Region pointing data:
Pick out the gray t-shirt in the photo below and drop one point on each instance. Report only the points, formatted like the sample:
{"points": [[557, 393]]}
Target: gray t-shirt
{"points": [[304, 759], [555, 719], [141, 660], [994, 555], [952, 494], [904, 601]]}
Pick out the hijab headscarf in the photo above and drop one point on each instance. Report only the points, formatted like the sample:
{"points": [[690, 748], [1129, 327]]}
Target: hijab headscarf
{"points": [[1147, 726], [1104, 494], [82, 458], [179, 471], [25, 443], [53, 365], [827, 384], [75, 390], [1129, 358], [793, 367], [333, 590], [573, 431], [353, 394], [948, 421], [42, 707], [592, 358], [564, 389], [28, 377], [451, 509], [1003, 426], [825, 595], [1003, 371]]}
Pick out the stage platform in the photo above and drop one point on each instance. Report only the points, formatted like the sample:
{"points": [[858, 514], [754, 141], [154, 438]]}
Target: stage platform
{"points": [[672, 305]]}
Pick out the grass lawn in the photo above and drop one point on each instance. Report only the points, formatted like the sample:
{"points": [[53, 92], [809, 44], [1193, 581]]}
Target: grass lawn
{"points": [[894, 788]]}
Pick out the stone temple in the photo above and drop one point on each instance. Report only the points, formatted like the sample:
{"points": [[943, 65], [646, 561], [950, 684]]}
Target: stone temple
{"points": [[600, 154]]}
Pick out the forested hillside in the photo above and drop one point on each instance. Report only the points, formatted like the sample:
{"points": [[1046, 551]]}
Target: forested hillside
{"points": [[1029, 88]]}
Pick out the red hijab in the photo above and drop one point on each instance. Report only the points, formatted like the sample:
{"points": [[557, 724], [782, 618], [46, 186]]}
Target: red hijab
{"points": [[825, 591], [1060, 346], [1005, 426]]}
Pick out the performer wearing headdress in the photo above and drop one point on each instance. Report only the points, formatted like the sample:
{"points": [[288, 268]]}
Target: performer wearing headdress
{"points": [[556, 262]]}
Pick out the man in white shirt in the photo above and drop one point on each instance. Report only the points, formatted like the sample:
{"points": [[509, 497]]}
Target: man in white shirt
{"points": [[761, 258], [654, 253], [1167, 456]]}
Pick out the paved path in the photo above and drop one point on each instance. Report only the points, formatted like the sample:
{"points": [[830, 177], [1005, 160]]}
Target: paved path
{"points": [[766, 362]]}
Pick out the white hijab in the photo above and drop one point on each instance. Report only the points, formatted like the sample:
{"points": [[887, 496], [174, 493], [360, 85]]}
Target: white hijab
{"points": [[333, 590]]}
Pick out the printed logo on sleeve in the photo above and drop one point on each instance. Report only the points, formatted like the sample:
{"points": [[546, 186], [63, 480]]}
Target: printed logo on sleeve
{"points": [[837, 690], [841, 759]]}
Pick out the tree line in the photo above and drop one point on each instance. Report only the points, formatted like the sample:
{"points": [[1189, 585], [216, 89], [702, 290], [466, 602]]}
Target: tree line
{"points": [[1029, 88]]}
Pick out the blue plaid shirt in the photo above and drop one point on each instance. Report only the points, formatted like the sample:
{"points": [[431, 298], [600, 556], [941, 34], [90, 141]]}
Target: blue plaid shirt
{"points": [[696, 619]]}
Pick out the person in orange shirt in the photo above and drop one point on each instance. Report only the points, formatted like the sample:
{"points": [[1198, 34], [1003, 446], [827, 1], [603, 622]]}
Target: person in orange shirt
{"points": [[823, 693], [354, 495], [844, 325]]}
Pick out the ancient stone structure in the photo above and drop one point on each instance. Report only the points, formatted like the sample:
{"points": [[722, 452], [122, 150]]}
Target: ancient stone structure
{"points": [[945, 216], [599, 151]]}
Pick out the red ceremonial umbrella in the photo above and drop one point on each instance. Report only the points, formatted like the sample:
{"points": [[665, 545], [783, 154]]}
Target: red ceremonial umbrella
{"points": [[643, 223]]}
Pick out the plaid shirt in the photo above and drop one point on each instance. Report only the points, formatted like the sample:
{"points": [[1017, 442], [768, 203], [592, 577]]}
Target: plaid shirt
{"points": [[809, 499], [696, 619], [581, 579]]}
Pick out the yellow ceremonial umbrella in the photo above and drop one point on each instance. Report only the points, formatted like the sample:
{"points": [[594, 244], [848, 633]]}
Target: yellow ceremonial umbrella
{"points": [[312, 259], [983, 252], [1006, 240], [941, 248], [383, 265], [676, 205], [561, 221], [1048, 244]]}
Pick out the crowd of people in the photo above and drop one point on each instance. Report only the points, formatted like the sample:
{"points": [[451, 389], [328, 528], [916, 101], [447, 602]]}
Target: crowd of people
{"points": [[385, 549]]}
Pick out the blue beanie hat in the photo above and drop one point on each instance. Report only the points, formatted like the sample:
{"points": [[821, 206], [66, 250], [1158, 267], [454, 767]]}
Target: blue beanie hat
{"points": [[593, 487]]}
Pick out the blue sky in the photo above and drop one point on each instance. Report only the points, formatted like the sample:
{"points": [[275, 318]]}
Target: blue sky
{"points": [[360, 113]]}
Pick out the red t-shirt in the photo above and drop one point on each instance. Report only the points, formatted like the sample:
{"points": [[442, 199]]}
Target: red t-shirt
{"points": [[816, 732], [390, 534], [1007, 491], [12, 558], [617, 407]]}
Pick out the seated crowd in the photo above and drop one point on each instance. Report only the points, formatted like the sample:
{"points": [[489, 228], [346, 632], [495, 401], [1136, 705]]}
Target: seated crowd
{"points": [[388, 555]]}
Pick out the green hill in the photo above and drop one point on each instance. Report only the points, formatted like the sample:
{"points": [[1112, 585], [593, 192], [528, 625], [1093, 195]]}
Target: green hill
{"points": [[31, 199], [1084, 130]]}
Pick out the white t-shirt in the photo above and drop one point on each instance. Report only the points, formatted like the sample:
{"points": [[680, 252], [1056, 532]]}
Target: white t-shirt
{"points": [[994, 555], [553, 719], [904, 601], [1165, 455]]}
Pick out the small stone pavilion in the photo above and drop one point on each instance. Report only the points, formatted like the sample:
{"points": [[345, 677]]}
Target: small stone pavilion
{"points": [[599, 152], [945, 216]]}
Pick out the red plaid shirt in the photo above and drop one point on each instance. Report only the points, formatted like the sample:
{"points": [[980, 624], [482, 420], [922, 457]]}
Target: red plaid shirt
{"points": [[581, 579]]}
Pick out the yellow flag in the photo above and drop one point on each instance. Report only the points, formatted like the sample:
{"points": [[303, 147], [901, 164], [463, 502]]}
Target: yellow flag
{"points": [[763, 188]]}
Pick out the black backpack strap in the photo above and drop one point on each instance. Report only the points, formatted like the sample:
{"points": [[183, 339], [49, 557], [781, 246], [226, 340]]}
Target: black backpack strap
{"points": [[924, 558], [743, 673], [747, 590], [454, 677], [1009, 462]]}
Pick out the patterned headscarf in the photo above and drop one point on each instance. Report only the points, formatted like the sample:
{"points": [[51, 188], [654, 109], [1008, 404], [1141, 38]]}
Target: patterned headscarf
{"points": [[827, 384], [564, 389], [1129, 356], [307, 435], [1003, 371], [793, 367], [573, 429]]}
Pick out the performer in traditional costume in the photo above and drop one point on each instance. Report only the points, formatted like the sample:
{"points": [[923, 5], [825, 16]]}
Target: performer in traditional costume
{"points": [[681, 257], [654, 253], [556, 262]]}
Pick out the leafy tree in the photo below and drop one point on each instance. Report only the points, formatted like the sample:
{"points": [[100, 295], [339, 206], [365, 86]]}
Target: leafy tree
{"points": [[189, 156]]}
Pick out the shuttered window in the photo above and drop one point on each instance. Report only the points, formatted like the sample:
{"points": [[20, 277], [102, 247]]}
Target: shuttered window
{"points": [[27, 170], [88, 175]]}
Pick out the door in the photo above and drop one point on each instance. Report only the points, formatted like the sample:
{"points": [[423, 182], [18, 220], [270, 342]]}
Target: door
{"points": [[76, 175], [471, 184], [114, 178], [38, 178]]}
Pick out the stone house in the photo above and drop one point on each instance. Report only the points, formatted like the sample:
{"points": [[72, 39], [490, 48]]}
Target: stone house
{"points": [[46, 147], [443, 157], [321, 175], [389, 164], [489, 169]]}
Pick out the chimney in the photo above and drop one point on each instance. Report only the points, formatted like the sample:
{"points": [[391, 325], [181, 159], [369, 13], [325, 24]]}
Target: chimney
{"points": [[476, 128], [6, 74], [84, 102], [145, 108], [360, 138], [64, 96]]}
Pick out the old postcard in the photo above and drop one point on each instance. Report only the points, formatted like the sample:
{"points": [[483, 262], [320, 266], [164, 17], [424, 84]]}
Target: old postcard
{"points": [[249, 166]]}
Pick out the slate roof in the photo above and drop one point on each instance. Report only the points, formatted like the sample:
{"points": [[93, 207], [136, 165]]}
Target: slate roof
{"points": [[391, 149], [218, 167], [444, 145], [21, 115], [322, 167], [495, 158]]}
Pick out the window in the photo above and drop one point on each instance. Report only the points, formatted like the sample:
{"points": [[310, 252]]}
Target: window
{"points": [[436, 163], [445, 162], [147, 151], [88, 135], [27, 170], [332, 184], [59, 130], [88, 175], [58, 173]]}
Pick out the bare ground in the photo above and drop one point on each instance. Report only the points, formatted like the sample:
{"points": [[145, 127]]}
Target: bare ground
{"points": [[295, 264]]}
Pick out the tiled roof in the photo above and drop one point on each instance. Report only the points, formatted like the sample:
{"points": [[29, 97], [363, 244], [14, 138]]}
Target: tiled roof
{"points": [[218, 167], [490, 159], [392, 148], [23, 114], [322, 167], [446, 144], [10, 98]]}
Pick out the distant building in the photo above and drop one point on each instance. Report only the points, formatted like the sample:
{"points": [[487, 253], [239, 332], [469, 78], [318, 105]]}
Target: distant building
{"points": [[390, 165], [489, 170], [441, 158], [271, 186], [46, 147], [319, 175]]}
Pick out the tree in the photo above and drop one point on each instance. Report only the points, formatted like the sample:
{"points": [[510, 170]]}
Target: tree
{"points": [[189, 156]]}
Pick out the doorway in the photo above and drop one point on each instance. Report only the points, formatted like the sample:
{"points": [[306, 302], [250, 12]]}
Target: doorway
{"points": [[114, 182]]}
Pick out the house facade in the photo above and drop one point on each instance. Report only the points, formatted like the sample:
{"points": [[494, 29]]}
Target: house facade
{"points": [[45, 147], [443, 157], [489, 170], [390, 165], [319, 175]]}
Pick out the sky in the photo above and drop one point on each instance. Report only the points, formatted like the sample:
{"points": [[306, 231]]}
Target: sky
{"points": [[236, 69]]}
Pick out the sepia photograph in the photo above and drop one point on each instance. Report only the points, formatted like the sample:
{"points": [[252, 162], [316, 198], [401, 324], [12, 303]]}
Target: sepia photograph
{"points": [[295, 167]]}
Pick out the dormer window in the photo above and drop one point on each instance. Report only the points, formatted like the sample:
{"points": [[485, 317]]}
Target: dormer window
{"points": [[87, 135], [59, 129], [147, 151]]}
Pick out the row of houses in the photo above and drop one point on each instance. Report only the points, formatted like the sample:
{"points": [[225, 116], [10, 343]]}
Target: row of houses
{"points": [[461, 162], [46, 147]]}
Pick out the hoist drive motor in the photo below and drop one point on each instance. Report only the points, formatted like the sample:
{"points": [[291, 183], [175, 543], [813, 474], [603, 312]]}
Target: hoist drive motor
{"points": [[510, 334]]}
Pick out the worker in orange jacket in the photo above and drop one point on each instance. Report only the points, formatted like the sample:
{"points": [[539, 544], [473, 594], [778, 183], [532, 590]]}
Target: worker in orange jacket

**Instructions to follow**
Taking the records above as a whole, work out how many of their lines hold the word "jacket". The reply should be that number alone.

**The completed task**
2